## START EXERCISE DATA
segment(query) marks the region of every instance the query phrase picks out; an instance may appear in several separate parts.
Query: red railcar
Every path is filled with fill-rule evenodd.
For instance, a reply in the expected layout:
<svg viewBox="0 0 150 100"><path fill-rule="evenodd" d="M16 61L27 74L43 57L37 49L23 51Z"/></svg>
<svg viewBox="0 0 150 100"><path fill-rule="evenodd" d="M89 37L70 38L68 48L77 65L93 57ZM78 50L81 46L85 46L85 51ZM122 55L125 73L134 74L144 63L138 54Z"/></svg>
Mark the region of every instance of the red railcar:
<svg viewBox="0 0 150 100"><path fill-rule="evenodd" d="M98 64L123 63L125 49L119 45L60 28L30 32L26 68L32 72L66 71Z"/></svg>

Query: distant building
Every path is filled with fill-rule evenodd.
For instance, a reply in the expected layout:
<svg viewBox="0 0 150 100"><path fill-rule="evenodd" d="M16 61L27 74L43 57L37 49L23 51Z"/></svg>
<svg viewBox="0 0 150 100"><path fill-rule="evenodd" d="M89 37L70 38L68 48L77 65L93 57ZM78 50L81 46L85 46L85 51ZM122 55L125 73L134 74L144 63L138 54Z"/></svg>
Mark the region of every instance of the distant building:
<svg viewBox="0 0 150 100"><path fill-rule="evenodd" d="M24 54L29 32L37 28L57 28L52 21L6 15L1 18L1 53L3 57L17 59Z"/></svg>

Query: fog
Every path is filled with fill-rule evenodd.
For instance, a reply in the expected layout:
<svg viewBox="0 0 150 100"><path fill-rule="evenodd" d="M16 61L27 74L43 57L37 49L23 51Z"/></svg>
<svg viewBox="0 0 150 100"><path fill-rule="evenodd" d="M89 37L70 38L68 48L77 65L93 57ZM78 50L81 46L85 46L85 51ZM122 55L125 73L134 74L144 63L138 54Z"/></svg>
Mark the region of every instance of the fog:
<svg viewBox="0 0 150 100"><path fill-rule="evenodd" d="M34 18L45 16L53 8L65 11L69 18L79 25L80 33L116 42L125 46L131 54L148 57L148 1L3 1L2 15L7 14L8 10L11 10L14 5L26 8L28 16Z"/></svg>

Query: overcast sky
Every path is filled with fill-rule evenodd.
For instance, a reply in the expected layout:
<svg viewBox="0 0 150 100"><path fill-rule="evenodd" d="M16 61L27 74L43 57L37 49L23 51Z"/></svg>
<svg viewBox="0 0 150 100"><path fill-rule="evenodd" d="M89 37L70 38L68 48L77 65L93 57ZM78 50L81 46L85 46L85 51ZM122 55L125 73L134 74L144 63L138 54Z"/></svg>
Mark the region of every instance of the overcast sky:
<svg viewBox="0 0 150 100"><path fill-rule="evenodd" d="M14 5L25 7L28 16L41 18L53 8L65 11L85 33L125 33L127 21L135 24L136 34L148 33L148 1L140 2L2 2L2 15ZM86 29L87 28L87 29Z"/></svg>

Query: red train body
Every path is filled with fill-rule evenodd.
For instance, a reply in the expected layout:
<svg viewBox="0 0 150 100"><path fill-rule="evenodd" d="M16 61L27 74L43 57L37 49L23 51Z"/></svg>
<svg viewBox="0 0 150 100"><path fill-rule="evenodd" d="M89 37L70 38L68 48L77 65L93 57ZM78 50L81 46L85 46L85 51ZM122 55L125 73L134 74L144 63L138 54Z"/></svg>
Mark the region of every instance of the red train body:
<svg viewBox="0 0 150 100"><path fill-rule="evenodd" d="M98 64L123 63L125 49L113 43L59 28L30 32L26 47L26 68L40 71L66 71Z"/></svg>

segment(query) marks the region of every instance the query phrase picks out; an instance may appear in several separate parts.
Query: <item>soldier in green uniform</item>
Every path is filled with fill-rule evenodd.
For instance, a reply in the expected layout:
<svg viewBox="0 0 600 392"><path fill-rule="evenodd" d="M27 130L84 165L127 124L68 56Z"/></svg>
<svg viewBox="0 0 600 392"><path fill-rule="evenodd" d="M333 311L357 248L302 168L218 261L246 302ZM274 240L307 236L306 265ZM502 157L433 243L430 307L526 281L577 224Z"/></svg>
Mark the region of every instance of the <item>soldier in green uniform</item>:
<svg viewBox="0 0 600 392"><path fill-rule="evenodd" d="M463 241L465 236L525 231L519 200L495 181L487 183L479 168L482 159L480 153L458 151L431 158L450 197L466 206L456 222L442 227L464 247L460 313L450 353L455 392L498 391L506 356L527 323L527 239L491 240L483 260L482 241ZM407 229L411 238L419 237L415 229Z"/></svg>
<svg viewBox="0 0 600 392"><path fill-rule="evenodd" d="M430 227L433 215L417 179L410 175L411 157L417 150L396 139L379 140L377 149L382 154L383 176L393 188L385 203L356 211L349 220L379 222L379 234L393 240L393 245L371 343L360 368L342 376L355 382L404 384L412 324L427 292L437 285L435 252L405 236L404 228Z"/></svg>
## END EXERCISE DATA
◆ **WRITTEN REQUEST**
Output as a JSON list of strings, one string per line, the lines running from the start of the items through the line that contains "64L123 63L125 49L119", with both ends included and blank lines left out.

◆ **THE COMPLETED TASK**
[
  "segment(query) marks the region of every instance the query phrase picks out; an instance may appear in several separate parts.",
  "Query: red railcar",
  "Every path is filled with fill-rule evenodd.",
  "For instance, a reply in the expected layout:",
  "<svg viewBox=\"0 0 150 100\"><path fill-rule=\"evenodd\" d=\"M16 61L27 74L43 57L37 49L23 51Z\"/></svg>",
  "<svg viewBox=\"0 0 150 100\"><path fill-rule=\"evenodd\" d=\"M89 37L70 38L68 48L77 65L93 57ZM78 50L81 46L85 46L85 51ZM122 55L125 73L134 74L144 63L138 54Z\"/></svg>",
  "Mark the region of every instance of the red railcar:",
  "<svg viewBox=\"0 0 150 100\"><path fill-rule=\"evenodd\" d=\"M98 64L123 63L125 49L119 45L60 28L30 32L26 68L32 72L66 71Z\"/></svg>"
]